◆ WRITTEN INSTRUCTION ◆
Display each line of the items below that contains the string "jacket", treating uppercase and lowercase as different.

◆ SUPPLIED MATERIAL ◆

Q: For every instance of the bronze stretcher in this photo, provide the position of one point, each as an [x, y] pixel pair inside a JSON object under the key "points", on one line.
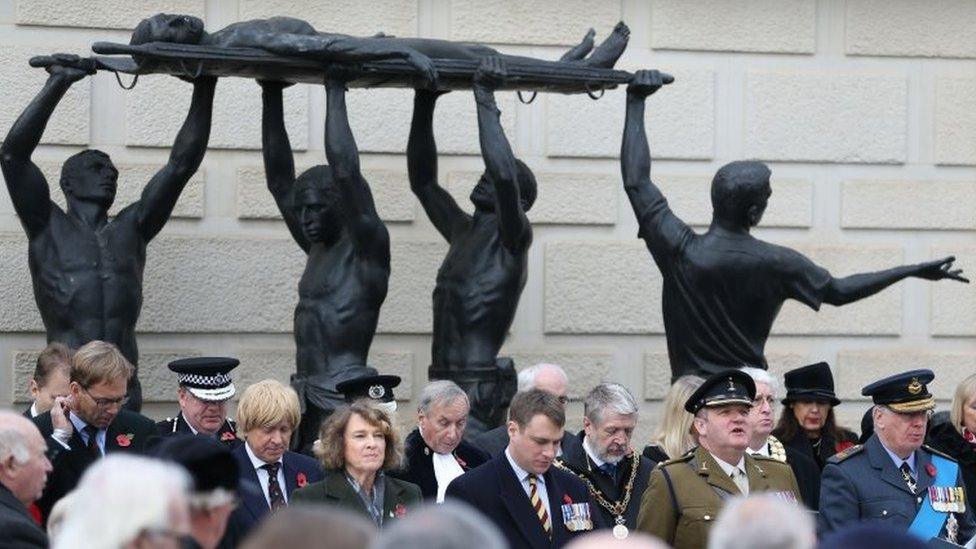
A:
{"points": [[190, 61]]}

==

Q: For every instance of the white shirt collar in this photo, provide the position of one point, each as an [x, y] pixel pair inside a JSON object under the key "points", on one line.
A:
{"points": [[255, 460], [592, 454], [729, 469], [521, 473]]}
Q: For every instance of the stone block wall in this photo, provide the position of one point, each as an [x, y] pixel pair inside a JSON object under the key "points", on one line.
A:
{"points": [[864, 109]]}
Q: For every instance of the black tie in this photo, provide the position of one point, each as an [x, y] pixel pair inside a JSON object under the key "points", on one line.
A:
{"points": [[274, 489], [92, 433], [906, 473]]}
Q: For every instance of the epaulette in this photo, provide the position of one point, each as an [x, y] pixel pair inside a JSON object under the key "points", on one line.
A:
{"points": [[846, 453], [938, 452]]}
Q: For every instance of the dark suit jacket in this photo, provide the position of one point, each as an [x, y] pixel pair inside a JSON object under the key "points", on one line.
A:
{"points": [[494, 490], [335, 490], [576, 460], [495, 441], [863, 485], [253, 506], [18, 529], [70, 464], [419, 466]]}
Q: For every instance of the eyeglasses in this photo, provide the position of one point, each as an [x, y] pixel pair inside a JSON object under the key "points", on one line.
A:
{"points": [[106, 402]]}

==

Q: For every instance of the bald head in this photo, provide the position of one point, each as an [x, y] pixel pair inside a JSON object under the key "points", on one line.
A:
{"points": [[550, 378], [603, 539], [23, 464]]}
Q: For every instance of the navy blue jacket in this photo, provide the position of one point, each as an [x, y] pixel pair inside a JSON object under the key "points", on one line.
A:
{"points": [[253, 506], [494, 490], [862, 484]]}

◆ WRITTEN RESPONSE ◆
Q: For every instance of the dark suit jacket in this photo, provide the position of one point, each as an [x, y] pixel pair inside a JSON object under the key "points", on one line.
Q: For every instance of the navy blue jacket in this photo, provide the position of one point, each as an [x, y] pixel pair inside a JSON object under the key "points", on one line.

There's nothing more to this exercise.